# changer DD interne Imac Intel



## Orphanis (15 Juin 2008)

Bonsoir, 

J'ai fait une recherche mais je n'ai pas trouvé de réponse sur le forum, je me permets d'ouvrir un nouveau topic. 

Voilà, j'ai un Imac Intel Alu 20", avec un DD interne de 250go. J'aimerai le remplacer par un DD interne de 1To (de chez Macway), et j'aurais voulu savoir si les centres agrées Apple ou d'autres enseignes le faisaient sur Paris (avec si possible les prix approximativement). 

Voilà, si quelqu'un a déjà fait l'expérience, ce serait très gentil de donner un Feed-back. 

Cordialement


----------



## clement18 (16 Juin 2008)

Salut,

Tu peux aller vois sur le site Informatique - Comparez les prix et achetez au meilleur prix c'est là que j'ai trouvé tout ce qu'il me fallait pour mon mac !
+---+
-- ÉNONCÉ --
Répondez à ces questions sur la discussion :
1. Quelle est la capacité du disque dur interne actuel de l'iMac d'Orphanis ?
2. Chez quel vendeur est prévu l'achat du disque de 1 To ?
3. De quand date le message de clement18 ?
Les lignes qui suivent n'ont aucun lien avec la discussion.

-- EXTRAIT SOURCE --
+---+
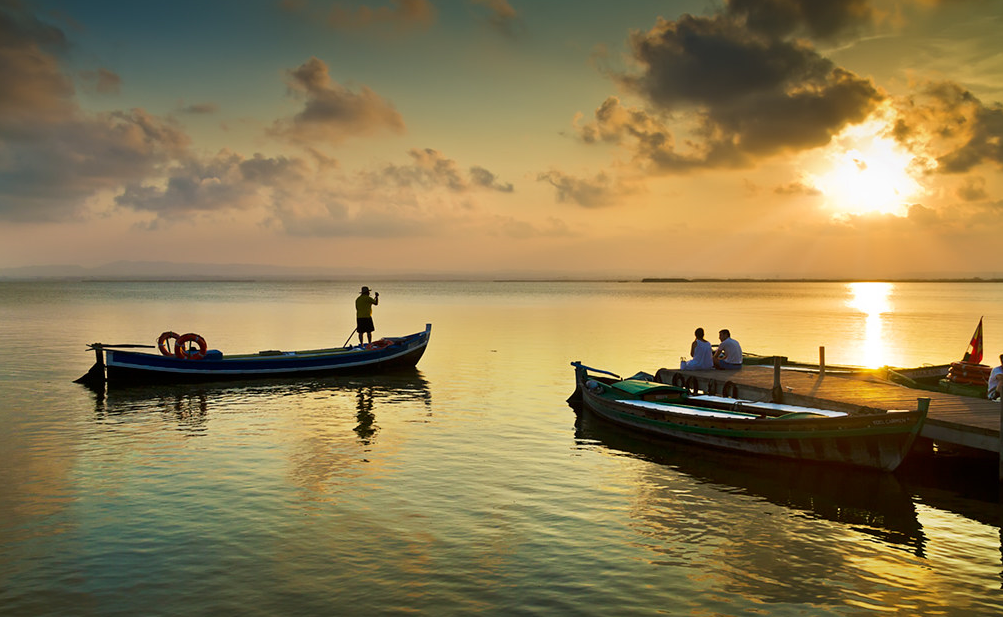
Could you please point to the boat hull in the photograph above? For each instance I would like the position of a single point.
(879, 441)
(132, 368)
+---+
-- RÉPONSE ATTENDUE --
1. 250 Go.
2. Chez Macway.
3. Du 16 juin 2008.